_TASK REQUIREMENTS_
Render every line of the items below as a Markdown table with the columns Row and Line. Number each line in order and leave out blank lines.
:::::
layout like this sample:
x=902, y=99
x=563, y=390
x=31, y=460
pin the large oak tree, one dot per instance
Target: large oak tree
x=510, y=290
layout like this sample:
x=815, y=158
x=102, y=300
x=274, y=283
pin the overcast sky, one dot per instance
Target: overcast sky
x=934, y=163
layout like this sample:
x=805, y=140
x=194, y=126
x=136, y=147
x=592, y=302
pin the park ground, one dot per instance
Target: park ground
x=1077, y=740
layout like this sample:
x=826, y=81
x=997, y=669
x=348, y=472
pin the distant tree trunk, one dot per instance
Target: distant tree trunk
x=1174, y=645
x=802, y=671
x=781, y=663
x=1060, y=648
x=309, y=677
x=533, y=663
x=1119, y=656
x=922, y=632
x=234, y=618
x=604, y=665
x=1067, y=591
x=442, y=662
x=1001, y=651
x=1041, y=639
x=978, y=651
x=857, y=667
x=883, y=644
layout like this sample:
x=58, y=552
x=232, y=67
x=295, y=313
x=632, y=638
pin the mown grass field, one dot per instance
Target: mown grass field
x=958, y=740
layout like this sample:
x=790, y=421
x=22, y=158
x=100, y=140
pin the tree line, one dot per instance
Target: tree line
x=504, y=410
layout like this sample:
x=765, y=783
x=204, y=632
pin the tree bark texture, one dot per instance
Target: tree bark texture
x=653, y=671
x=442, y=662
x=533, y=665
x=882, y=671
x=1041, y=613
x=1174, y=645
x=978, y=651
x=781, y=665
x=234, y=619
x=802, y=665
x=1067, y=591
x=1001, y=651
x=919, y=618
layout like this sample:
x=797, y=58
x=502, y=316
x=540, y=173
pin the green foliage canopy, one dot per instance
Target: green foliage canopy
:::::
_TASK ANSWER_
| Row | Line |
|---|---|
| 1 | layout like this sample: |
| 2 | x=902, y=99 |
| 3 | x=563, y=390 |
| 4 | x=31, y=460 |
| 5 | pin the large oak tree, one dot per instance |
| 6 | Target: large oak tree |
| 7 | x=510, y=290 |
| 8 | layout like this sample: |
| 9 | x=815, y=158 |
| 10 | x=102, y=300 |
| 11 | x=274, y=283 |
| 12 | pin the overcast sky, one dot per instance |
| 13 | Target: overcast sky |
| 14 | x=934, y=163 |
| 15 | layout like this sample: |
| 16 | x=805, y=140 |
| 17 | x=194, y=126 |
| 18 | x=136, y=147 |
| 19 | x=592, y=302 |
| 20 | pin the park ground, one dot per instance |
| 21 | Target: park ground |
| 22 | x=1077, y=740 |
| 23 | layout like this sample: |
| 24 | x=826, y=81 |
| 25 | x=997, y=669 |
| 26 | x=348, y=472 |
| 27 | pin the distant tree trunk, one dot per instance |
| 28 | Target: distant tree trunk |
| 29 | x=1174, y=645 |
| 30 | x=802, y=671 |
| 31 | x=781, y=663 |
| 32 | x=1060, y=648 |
| 33 | x=309, y=677 |
| 34 | x=533, y=663 |
| 35 | x=1119, y=656 |
| 36 | x=922, y=632 |
| 37 | x=234, y=618 |
| 38 | x=604, y=665 |
| 39 | x=1067, y=591 |
| 40 | x=442, y=662 |
| 41 | x=1001, y=651 |
| 42 | x=1041, y=639 |
| 43 | x=978, y=651 |
| 44 | x=857, y=667 |
| 45 | x=883, y=644 |
| 46 | layout like this sample: |
| 47 | x=58, y=552 |
| 48 | x=232, y=67 |
| 49 | x=295, y=313 |
| 50 | x=632, y=638 |
| 51 | pin the mown grass field, one dot per instance |
| 52 | Target: mown grass field |
| 53 | x=958, y=740 |
| 54 | layout like this sample: |
| 55 | x=790, y=421 |
| 56 | x=22, y=158 |
| 57 | x=100, y=140 |
| 58 | pin the tree line, one dot per instance |
| 59 | Target: tree line |
| 60 | x=504, y=410 |
| 61 | layout like this sample: |
| 62 | x=765, y=783 |
| 63 | x=204, y=632 |
| 64 | pin the tree bark texture, one dot per instance |
| 65 | Target: tree bark texture |
| 66 | x=653, y=671 |
| 67 | x=442, y=662 |
| 68 | x=533, y=665 |
| 69 | x=882, y=671 |
| 70 | x=1041, y=613 |
| 71 | x=1174, y=645 |
| 72 | x=978, y=651 |
| 73 | x=781, y=665 |
| 74 | x=234, y=619 |
| 75 | x=802, y=665 |
| 76 | x=1067, y=591 |
| 77 | x=1001, y=651 |
| 78 | x=919, y=618 |
| 79 | layout like this sample: |
| 80 | x=797, y=58 |
| 81 | x=502, y=316 |
| 82 | x=540, y=173 |
| 83 | pin the green foliage canopy, one dot per instance |
| 84 | Target: green foliage canopy |